* _Extrait proposé_:
>>>

« RENÉE PANTHÈRE » : Exploration d’un texte contemporain

Renée Panthère de Fatou Dicko, Compagnie Gare à l’Art © Charles Rostan

Il y a quelque chose d’accrocheur au théâtre de se sentir immédiatement interpellé par le personnage. Lorsque l’on entre dans la salle où s’apprête à jouer Renée Panthère, le spectacle a déjà commencé. Le public est accueilli par une longue caricature de présentation d’objets en tout genre aux motifs panthère – ou léopard, comme le dit la dame que l’on entend dans la radio présente sur scène. Il s’agit d’un temps offert aux spectateurices pour découvrir un personnage excentrique et une scénographie atypique. Un temps qui s’étire, s’alourdit, ancre l’espace dans une atmosphère lourde – propre à l’histoire qui va être racontée.

Dans ce western décalé, Renée Panthère est une prédatrice qui n’obéit qu’à ses propres règles. Sensuelle et transgressive, habitée par un farouche désir de domination, elle est déterminée à devenir la plus redoutée des cow-boys ! Ce monologue à la langue atypique est une plongée au cœur de la marginalité, de la solitude et de la violence, où l’on entend le névrotique, le borderline, le subversif. Cette création basée sur le texte de l’autrice Cécile Cozzolino raconte le fantasme « cow-boy » d’une femme solitaire. Navigant entre onirisme et réalisme, son récit « road-trip » est sublimé par un dispositif radiophonique, faisant la part belle à la musicalité et à la visualisation.

Tout au long de son monologue tenu à bras le corps, Fatou Dicko fait entendre l’écriture souvent propre aux pièces contemporaines, une écriture parfois difficile à appréhender aux premiers abords du jeu. Figures d’énumération en tout genre, rythme saccadé, ruptures syntaxiques et absence de ponctuation classique… Souvent, pour les comédien.nes, ces textes semblent proposer une vraie collaboration entre le sens écrit et celui que l’on va apporter par le jeu. Renée Panthère telle qu’elle est présentée à la Cour des Trois Coquins, semble avoir été créé pour ce personnage qui nous fait face et nous interpelle.

On sent en effet tout le travail d’interprétation proposé par Fatou Dicko. La comédienne joue avec sa voix et toutes ses possibilités : le choix du micro n’est pas un simple prétexte, elle s’en sert pour magnifier sa voix, explorer ses variations (du chuchotement au cri). On entend également les différentes sonorités très marquées du texte (allitérations, assonances, répétitions, …). Il y a dans ce spectacle une volonté de faire entendre les mots, de créer tout un univers sonore. C’est là l’une des intentions de la Compagnie Gare à l’Art : accorder « une attention toute particulière à l’aspect sensoriel qui se dégage des images scéniques ». Pour Renée Panthère, Fatou Dicko met à la disposition de son personnage des outils techniques dans le but d’appuyer le texte, d’ancrer son impact : il y a le micro, dont on a parlé ; il y a également une régie complète, permettant à la comédienne d’être sa propre technicienne. Tout comme Renée Panthère semble contrôler sa vie fantasmée, elle a également la main mise sur l’espace scénique.

<<<

* _Travail à faire_:
1 > Énumérez les traits de l'écriture contemporaine que la critique de Renée Panthère cite comme rendant le texte parfois difficile à appréhender.
2 > Reproduisez le passage de la critique de Renée Panthère qui commence par « Renée Panthère de » et se termine par « va être racontée. ».

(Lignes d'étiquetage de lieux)
>>>

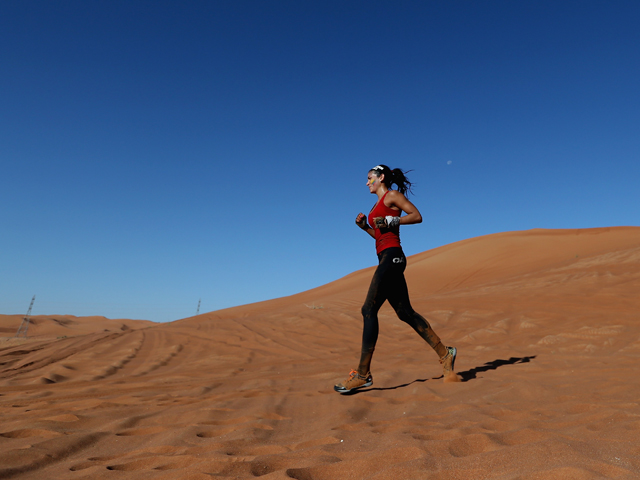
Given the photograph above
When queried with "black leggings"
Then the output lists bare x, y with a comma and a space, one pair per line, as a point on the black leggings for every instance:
388, 283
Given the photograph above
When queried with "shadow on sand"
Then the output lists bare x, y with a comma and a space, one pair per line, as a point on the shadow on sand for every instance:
464, 376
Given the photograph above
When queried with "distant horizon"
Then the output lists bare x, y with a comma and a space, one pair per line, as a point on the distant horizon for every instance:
304, 291
154, 153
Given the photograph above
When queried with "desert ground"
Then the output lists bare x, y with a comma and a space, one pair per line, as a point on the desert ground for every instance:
547, 326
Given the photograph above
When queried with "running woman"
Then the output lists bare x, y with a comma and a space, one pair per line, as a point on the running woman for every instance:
388, 281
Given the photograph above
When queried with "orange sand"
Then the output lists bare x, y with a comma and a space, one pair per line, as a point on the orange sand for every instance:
547, 327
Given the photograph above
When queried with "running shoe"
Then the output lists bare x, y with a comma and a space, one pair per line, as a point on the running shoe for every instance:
354, 382
448, 360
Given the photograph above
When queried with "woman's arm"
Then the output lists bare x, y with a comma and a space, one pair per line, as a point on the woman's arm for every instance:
396, 199
361, 221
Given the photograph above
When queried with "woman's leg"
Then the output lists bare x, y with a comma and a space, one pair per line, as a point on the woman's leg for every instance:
398, 296
375, 298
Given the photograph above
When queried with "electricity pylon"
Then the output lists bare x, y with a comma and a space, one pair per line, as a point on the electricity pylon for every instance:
24, 326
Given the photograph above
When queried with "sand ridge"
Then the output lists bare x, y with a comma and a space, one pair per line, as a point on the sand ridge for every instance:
545, 322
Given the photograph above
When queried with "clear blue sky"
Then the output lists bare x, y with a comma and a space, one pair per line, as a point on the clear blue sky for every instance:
156, 153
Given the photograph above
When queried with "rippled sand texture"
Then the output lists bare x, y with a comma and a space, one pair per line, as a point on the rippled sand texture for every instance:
547, 324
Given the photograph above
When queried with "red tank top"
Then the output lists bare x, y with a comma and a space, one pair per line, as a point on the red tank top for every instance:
388, 237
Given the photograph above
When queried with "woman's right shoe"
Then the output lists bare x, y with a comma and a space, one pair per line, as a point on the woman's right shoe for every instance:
448, 360
354, 382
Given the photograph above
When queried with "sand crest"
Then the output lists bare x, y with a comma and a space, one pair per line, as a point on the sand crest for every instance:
546, 326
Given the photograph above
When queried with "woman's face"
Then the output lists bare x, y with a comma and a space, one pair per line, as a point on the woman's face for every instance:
373, 182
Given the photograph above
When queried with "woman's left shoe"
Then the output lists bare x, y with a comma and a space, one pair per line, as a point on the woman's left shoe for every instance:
354, 382
448, 360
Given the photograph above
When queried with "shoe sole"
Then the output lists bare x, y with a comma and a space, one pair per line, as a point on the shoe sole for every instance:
344, 390
453, 361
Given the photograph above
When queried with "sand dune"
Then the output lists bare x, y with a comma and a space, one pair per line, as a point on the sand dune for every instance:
548, 332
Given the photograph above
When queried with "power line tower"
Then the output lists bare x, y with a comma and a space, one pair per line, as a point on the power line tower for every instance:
24, 326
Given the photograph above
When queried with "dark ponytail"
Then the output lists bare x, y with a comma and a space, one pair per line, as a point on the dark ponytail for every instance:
397, 176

<<<

* _Résultats des exercices_:
1 >
- Figures d'énumération en tout genre
- Rythme saccadé
- Ruptures syntaxiques
- Absence de ponctuation classique

2 >
Renée Panthère de Fatou Dicko, Compagnie Gare à l’Art © Charles Rostan

Il y a quelque chose d’accrocheur au théâtre de se sentir immédiatement interpellé par le personnage. Lorsque l’on entre dans la salle où s’apprête à jouer Renée Panthère, le spectacle a déjà commencé. Le public est accueilli par une longue caricature de présentation d’objets en tout genre aux motifs panthère – ou léopard, comme le dit la dame que l’on entend dans la radio présente sur scène. Il s’agit d’un temps offert aux spectateurices pour découvrir un personnage excentrique et une scénographie atypique. Un temps qui s’étire, s’alourdit, ancre l’espace dans une atmosphère lourde – propre à l’histoire qui va être racontée.